Jaziel Mendoza

Personal information
- Full name: Karol Jaziel Velázquez Mendoza
- Date of birth: 20 May 2005 (age 21)
- Place of birth: Culiacán, Sinaloa, Mexico
- Height: 1.77 m (5 ft 10 in)
- Position: Midfielder

Team information
- Current team: Cruz Azul Hidalgo
- Number: 67

Youth career
- 2019–2020: Zacatecas
- 2021–: Cruz Azul

Senior career*
- Years: Team / Apps / (Gls)
- 2025–: Cruz Azul / 2 / (0)
- 2026–: → Cruz Azul Hidalgo (loan) / 2 / (0)

International career^{‡}
- 2025–: Mexico U20 / 4 / (1)

Medal record
Men's football
Representing Mexico
Central American and Caribbean Games
| Silver medal – second place | 2026 Santo Domingo |  |

= Jaziel Mendoza =

Mexican footballer (born 2005)

	Karol Jaziel Velázquez Mendoza (born 20 May 2005) is a Mexican professional footballer who plays as a midfielder for Liga de Expansión MX club Cruz Azul Hidalgo.

Pointing dataset entries:
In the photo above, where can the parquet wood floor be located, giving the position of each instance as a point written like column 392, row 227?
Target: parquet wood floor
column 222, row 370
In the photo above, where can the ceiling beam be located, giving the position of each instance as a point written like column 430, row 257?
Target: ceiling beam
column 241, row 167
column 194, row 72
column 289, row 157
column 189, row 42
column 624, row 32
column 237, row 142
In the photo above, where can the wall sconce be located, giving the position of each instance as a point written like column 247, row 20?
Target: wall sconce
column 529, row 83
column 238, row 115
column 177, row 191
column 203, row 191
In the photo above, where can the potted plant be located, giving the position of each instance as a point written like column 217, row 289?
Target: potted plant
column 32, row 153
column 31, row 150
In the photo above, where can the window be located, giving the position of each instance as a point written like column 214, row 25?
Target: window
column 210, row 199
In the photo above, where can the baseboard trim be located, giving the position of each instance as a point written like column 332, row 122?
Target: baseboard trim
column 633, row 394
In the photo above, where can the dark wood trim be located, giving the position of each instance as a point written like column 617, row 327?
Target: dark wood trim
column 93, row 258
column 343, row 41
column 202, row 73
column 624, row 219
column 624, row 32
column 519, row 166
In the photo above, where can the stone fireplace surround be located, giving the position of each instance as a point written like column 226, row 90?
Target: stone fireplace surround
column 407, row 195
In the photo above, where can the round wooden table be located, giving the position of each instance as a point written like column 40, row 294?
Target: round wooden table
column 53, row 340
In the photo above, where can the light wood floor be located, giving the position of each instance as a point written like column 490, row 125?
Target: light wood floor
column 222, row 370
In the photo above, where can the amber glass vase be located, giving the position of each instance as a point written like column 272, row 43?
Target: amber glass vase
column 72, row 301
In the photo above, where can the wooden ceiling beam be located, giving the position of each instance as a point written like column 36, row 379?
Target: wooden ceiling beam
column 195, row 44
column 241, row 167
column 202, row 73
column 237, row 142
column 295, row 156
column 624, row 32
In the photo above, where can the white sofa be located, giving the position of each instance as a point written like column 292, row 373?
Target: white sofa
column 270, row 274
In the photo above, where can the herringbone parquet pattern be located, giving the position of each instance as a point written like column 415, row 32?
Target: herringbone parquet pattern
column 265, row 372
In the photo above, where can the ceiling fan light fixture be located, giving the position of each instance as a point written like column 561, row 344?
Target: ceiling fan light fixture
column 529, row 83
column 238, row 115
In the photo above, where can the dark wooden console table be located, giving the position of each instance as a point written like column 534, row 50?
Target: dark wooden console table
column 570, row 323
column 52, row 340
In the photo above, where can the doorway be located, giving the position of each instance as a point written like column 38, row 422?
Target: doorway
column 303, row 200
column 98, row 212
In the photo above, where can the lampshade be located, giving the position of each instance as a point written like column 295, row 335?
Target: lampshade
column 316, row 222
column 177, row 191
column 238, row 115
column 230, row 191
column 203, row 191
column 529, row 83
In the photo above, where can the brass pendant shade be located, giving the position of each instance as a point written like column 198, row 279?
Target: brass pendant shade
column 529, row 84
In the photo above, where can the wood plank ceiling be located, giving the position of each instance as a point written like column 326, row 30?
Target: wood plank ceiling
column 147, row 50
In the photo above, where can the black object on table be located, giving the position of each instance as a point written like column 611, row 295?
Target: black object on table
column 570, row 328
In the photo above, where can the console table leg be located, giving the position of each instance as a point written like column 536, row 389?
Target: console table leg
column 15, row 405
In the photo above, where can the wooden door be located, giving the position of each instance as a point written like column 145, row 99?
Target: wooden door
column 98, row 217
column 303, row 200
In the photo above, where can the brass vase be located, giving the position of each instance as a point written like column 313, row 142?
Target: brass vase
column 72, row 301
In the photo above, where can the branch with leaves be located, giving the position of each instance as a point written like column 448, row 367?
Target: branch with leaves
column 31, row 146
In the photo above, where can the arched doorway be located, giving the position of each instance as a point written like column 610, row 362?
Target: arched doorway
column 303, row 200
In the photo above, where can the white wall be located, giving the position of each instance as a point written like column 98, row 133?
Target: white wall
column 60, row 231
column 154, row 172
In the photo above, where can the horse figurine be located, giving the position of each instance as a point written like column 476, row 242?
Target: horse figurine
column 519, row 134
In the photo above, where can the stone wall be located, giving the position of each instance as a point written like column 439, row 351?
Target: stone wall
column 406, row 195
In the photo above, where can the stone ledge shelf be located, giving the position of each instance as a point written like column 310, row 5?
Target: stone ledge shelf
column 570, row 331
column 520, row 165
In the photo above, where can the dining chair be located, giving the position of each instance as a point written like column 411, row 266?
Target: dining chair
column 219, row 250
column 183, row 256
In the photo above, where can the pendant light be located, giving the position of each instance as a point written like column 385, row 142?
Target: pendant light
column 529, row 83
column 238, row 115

--

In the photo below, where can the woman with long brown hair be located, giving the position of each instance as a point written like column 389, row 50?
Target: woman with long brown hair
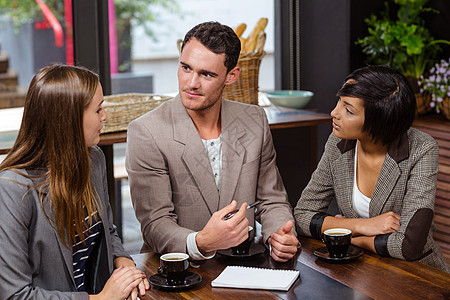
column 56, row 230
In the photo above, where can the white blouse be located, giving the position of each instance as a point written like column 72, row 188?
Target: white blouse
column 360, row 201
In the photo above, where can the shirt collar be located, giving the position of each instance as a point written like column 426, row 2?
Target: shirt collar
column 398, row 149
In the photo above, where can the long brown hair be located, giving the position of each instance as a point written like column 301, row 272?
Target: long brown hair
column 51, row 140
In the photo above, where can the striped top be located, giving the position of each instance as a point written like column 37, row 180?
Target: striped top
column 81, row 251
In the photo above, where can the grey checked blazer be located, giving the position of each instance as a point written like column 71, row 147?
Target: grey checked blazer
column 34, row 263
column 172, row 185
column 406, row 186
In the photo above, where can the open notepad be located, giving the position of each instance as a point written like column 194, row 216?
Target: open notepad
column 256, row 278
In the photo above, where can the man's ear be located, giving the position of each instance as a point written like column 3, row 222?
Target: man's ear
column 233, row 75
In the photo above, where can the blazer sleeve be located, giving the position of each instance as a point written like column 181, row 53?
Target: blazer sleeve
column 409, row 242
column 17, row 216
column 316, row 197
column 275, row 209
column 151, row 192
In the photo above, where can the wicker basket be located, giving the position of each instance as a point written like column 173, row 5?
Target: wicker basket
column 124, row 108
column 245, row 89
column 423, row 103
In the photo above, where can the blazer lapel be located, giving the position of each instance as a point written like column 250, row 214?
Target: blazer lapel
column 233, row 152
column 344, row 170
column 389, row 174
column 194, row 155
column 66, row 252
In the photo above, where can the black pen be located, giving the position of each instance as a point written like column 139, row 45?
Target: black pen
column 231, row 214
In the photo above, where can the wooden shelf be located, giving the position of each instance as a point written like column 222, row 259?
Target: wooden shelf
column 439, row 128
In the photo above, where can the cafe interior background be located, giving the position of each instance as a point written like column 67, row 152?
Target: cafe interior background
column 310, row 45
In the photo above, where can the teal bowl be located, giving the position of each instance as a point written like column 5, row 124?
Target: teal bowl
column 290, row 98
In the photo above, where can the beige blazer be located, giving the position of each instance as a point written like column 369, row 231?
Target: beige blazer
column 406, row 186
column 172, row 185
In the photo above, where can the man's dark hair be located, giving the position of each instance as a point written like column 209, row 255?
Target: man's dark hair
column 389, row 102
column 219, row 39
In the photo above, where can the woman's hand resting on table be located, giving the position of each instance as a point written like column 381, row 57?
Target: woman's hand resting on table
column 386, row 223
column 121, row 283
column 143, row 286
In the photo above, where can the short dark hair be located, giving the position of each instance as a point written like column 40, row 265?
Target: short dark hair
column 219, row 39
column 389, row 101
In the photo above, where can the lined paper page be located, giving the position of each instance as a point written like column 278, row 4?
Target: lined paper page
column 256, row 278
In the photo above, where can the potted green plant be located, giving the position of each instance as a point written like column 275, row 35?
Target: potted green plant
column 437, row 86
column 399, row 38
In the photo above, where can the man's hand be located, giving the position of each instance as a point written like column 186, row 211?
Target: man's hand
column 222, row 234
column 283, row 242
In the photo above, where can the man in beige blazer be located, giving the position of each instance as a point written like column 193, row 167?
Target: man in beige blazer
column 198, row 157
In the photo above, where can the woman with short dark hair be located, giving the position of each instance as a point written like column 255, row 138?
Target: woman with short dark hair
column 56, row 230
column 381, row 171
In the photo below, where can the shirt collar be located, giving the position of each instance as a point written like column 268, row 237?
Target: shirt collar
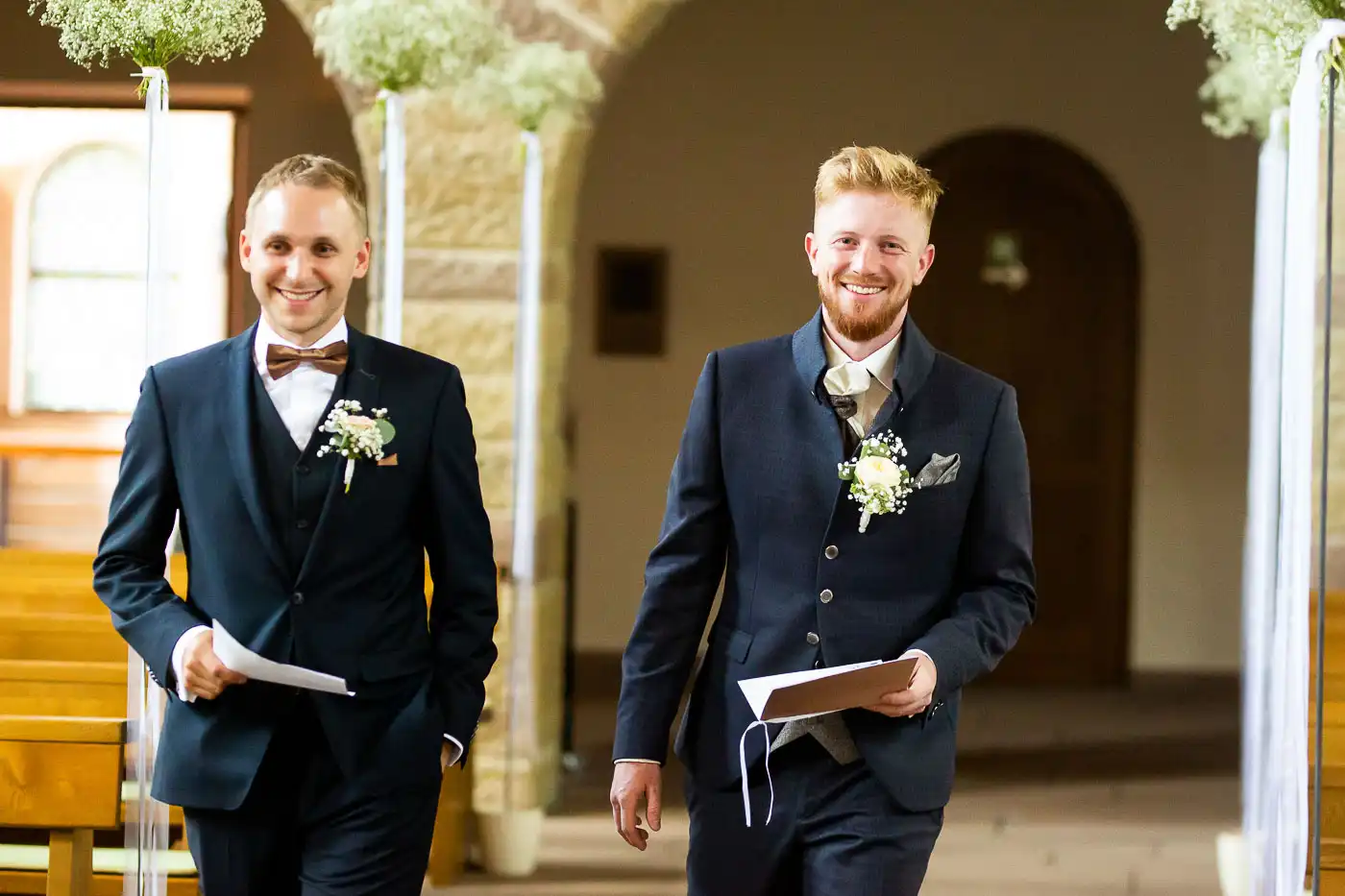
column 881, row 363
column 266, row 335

• **Task instructions**
1. In the Jaziel Mendoza article, turn the paragraph beginning "Karol Jaziel Velázquez Mendoza (born 20 May 2005)" into a short bulleted list that keeps its main facts.
2. According to the Jaziel Mendoza article, what shirt number does he wear for his current team?
3. Proceed with the Jaziel Mendoza article, writing on from its final sentence.
None of the entries are needed for this work.

• **Exercise results**
1.
- Full name: Karol Jaziel Velázquez Mendoza
- Born: 20 May 2005
- Nationality: Mexican
- Occupation: professional footballer
- Position: midfielder
- Club: Cruz Azul Hidalgo (Liga de Expansión MX)

2. He wears number 67.

3.
==Youth career==
Mendoza began his career in 2019 with the third-division team of Mineros de Zacatecas leaving the club in 2020. In June 2021, he was recruited by Cruz Azul's youth academy, where he progressed through the U-17, U-18, and U-23 teams.

==Club career==
Mendoza made his senior debut for Cruz Azul on 11 February 2025 in the CONCACAF Champions Cup against Haitian side Real Hope FA. He was part of the squad that went on to win the tournament. On 16 August 2025, Mendoza made his Liga MX debut, starting in a match against Santos Laguna.

==International career==
In 2025, Mendoza was called up by coach Eduardo Arce to represent Mexico at the Maurice Revello Tournament and was subsequently selected for the squad for the FIFA U-20 World Cup held in Chile.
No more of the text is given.